=== 引用文 ===
サラリーマン行政書士の読書日記

本ブログは、サラリーマン行政書士である私が、本業、副業、中小企業診断士に挑戦若しくは奮闘する様及び読書記録を綴るブログです。



契約書の印紙税、そこまで節税しますか?

こんばんは。

 

 

サラリーマン業としての一年は明日で終了です。

行政書士としての仕事もなんとか年内に一件完了いたしました。

行政書士としての次のお仕事はいつになることやら。

 

さて、4月頃から会社法務担当として契約書の作成、修正を行うようになりましたが、簡素なものも含めると、30件以上のリーガルチェックを行いました。

まだまだ参考書片手にですが、盛り込むべき条文や言い回しの仕方など、多少は身についてきました。

 

昨日、グループ会社の三者契約書を作成した際は、先方役員にもお褒めのお言葉頂き、少し舞い上がってしまった次第です。

法律というものは、勉強中は何となく味気ないもののように感じますが、いざ実務、契約書となると、一気に相手の顔、目的物、力関係、ビジネスの全体像が見えてきてとても面白いものです。

年が明けたらまた大きな契約書の作成が控えているので、ますます勉強していかなければなりませんね。

 

そんなこんなで法務業務を行なっていると、いろんな契約書に出会います。

なかでも今気になっているのは、文言を工夫して印紙税を節税するというもの。

 

契約書のなかには、印紙税法上の7号文書というものに該当するものがあります。

新規のお取引を開始するときによく締結する取引基本契約書も、通常7号文書に該当するものです。

 

通常、ということは、そうでない場合もあるということ。

契約書で通常定めるいくつかの項目を確定させないことで、7号文書の対象外となります。

7号文書に該当するものとして

・目的物

・数量

・単価

・支払方法

・損害賠償の方法

 これらを満たすことが挙げられますが、反対解釈として、これらを確定させないでおけば、7号文書に該当しないということになります。

7号文書以外のものに該当することもありますので注意は必要ですが。

 

甲乙二通作成すれば両社で4,000円ずつ印紙税を貼るところ、貼らなくてよいとなると大きな節税です。

基本契約書などはお客様の数だけ結ぶということになるので、100件締結すれば400,000円の節税です。

毎回結び直すものではないので、均してしまえばもっと小さいですが、文言一つで節税できるなら、やらない手はありません。

と思いきや、という話ですよ。

 

大手はしっかりとした弁護士さん、経験豊富な法務部門が契約書を作成するので、不足なく節税もできる契約書の雛形を作成できるのでしょう。

 

でも、中小企業はそうはいかない。

実際、これネットで拾ってきたか、そのコピペでしょ?という契約書が差し入れられてくることもしばしば。

そういうものの中に、上記のようなスキームを「用いよう」とした契約書も見られます。

でも、あまり分かっていないのにこのような契約書を作成すると、「別途協議することを定めた契約書」が出来上がってしまうこともしばしば。

 

節税は大いに結構だと思います。

でも、元々、なんで契約を書面に残そうと思ったのか、その趣旨を外しては意味がありません。

 

契約書を結ぶことは手段であって目的ではないのは当たり前なのですが、色々とこねくり回した結果、目的を喪失してしまったか、別のものに差し変わってしまったかのような契約書を目にすることがあります。
=== 表示データ ===
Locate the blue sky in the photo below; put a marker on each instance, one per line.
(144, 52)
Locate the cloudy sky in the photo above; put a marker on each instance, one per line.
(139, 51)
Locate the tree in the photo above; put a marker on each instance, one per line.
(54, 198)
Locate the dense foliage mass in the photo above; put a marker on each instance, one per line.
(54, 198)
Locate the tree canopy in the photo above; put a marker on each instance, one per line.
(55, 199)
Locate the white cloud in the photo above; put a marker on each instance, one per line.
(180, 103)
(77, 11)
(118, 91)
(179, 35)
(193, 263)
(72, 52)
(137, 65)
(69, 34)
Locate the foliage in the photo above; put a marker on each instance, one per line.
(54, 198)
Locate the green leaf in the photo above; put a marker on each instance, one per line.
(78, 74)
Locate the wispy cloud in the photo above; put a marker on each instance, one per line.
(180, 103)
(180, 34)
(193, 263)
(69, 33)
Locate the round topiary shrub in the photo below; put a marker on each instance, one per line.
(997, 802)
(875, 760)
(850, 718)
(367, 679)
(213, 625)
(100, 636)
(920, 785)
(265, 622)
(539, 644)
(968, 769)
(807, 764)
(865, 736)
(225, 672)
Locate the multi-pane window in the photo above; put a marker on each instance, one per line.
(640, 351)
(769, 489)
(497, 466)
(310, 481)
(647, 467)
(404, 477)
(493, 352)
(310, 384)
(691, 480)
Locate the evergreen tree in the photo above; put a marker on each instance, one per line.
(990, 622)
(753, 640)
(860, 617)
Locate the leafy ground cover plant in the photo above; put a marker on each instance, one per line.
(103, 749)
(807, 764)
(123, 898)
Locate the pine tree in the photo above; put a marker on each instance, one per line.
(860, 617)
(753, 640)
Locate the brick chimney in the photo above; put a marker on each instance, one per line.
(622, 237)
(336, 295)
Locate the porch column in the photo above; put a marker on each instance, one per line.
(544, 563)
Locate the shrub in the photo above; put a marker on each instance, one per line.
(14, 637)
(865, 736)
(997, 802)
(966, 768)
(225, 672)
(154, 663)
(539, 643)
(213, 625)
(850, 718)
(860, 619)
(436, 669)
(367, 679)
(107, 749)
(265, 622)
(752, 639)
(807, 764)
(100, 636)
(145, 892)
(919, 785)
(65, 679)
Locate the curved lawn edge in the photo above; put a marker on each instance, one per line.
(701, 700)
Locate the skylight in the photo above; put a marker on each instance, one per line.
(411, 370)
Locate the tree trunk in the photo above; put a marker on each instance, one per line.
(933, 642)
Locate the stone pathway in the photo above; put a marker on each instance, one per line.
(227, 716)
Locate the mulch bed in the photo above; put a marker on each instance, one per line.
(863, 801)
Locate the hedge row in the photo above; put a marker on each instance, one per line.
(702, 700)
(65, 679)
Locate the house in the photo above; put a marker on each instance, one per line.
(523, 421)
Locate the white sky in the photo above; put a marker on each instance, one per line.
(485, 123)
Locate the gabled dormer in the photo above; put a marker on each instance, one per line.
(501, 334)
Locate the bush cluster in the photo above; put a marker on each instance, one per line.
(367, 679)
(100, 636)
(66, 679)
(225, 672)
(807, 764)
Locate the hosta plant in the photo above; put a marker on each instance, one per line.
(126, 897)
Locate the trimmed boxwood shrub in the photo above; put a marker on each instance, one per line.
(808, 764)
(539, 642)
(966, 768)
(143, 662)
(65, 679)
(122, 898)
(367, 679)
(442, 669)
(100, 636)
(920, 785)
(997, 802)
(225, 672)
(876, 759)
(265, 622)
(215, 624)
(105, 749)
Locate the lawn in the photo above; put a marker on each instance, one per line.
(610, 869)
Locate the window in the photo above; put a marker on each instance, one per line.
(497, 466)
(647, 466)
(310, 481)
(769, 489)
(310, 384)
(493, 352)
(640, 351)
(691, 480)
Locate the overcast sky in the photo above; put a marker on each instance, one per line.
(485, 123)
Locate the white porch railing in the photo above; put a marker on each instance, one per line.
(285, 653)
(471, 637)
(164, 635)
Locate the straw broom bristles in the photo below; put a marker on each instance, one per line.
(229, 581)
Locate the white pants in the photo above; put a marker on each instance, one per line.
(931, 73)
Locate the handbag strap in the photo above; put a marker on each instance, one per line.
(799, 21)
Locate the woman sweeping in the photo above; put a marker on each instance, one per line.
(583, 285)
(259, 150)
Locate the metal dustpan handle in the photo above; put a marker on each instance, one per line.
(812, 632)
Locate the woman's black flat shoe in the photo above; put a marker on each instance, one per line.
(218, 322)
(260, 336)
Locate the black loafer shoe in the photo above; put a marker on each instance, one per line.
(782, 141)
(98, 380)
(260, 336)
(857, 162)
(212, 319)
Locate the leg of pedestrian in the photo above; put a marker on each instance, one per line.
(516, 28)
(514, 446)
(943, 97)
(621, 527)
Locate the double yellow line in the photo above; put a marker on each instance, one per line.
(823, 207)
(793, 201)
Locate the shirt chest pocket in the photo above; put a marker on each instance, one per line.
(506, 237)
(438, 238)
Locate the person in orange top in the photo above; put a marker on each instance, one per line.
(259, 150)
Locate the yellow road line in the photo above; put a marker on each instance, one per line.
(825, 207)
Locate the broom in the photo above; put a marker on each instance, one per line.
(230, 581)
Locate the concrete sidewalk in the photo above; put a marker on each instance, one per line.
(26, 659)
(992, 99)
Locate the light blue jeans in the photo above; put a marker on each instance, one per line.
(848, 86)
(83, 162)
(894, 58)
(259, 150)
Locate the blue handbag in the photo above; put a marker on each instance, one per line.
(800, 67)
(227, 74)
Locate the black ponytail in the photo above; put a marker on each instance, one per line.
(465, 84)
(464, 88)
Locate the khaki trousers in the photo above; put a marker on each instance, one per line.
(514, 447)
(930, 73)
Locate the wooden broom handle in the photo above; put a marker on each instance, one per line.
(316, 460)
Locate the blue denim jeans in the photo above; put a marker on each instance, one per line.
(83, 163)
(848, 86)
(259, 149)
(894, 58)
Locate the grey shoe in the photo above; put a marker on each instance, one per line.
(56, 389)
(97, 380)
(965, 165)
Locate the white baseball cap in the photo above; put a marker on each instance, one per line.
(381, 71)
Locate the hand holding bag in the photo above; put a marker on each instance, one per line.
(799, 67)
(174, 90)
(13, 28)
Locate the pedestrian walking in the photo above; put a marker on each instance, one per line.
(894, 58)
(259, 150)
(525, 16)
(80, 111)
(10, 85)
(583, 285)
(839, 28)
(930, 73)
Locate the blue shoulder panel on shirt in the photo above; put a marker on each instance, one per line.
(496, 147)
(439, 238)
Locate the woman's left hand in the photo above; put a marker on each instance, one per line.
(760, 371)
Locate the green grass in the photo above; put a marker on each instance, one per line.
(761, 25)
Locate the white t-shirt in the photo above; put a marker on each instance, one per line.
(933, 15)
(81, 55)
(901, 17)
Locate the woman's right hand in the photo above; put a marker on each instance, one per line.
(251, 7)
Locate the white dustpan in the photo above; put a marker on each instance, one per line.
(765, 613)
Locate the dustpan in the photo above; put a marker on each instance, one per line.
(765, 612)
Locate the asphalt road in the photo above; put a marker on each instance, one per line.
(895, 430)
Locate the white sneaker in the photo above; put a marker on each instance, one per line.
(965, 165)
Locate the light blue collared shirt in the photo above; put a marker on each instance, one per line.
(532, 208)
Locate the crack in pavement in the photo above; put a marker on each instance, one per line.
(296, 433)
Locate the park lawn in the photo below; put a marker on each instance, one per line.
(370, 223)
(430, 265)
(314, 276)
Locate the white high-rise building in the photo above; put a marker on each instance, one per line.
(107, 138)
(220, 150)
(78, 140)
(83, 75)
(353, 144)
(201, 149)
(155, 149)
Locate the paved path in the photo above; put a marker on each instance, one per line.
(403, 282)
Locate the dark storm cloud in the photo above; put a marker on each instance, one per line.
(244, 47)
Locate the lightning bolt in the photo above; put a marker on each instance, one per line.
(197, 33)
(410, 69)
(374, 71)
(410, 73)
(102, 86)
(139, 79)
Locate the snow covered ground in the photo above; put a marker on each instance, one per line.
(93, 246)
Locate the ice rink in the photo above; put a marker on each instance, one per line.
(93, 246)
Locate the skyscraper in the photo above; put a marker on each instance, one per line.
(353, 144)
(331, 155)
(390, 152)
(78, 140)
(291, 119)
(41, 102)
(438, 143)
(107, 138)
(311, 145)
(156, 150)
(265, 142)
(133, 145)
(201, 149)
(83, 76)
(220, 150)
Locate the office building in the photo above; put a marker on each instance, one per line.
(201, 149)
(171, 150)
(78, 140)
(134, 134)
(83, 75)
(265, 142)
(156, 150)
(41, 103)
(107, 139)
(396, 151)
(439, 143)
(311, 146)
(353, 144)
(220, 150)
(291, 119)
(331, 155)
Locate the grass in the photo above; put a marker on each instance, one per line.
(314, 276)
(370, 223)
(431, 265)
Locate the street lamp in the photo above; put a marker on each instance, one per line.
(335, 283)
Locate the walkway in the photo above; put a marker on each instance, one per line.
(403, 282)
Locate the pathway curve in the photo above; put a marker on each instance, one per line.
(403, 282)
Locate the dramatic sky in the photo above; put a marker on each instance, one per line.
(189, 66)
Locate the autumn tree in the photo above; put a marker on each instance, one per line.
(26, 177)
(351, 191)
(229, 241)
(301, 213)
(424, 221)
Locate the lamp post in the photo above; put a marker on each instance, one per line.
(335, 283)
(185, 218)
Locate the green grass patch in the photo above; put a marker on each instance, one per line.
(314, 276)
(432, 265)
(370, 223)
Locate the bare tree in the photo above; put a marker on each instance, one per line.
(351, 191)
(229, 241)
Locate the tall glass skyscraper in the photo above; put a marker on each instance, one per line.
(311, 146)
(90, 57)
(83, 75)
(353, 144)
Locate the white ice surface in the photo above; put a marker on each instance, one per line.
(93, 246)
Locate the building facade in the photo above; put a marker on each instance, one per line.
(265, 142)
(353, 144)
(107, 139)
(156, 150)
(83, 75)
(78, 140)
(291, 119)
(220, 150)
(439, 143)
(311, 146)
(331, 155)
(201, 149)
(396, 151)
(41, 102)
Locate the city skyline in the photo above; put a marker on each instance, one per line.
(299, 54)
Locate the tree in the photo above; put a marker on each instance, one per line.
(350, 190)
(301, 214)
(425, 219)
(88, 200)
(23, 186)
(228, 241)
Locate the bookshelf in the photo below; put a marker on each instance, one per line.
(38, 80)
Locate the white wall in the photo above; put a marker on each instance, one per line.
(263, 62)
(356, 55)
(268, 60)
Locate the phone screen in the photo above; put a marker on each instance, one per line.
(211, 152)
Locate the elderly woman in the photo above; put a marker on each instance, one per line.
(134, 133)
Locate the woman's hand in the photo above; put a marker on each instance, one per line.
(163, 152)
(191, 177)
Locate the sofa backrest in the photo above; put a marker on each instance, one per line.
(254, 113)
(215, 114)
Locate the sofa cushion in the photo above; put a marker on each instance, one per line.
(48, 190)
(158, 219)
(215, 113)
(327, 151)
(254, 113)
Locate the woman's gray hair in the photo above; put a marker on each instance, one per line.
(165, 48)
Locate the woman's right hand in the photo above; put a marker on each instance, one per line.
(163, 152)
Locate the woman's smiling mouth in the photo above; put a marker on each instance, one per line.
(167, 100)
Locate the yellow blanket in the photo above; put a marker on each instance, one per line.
===
» 課題の内容:
引用文によれば、契約書を甲乙二通作成した場合、両社はそれぞれいくらの印紙税を貼ることになるか。

» 解答:
両社がそれぞれ4,000円ずつ印紙税を貼ることになる。